Excerpt to read Block Start
The mechanical assembly of the cell or cells is completed by the attachment of an optically flat top plate (411 ), which has been precoated with a homeotropic alignment layer, using epoxy resin or a u/v curable adhesive (not shown). The distribution of the attachment adhesive is controlled to preserve one or more open channels from the edge of the cell to the central aperture region, and these channels are then used for vacuum backfilling or for capillary filling of the cell with an appropriate LC material (412). After filling, the filling channels are sealed at the edge of the cell. At this point, a linear array of cells may be further diced into single cell elements. Later, upon installation of the cell into an optical component, the electroformed extension pads at the edge of the substrate may be used to form a robust electrical connection (413) (for example by means of wirebonding).
It is to be understood that the described arrangement is merely illustrative of the many possible embodiments that can be devised to represent application of the principles of the invention. Various other arrangements can be devised in accordance with these principles by those skilled in the art without departing from the scope of the claims; for example, homeotropic alignment of the liquid crystal material may be achieved without recourse to the precoating of the plate surfaces by employing low concentrations of a cationic surfactant as an additive to the nematic LC material.
Excerpt to read Block End
▶ [Problems to work on]
**1.** List every reference numeral in the passage on liquid crystal cell assembly, each with what it labels.
**2.** Answer these from the passage on liquid crystal cell assembly:
(a) What two adhesives may be used to attach the top plate?
(b) What additive to the nematic LC material can achieve homeotropic alignment without precoating the plate surfaces?
(c) What may a linear array of cells be diced into?
Given material Block Start
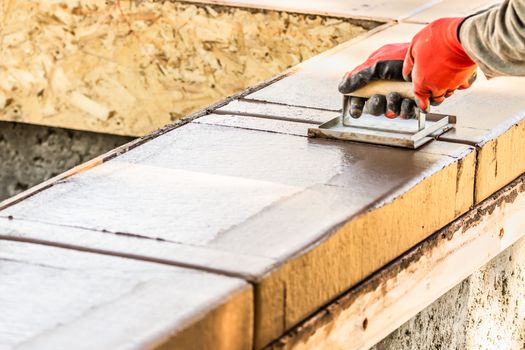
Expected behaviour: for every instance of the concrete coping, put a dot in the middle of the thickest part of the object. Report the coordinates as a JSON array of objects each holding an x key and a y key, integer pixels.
[{"x": 242, "y": 193}]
Given material Block End
▶ [Answers given]
**1.**
411: optically flat top plate
412: LC material
413: robust electrical connection

**2.**
(a) Epoxy resin or a u/v curable adhesive
(b) Low concentrations of a cationic surfactant
(c) Single cell elements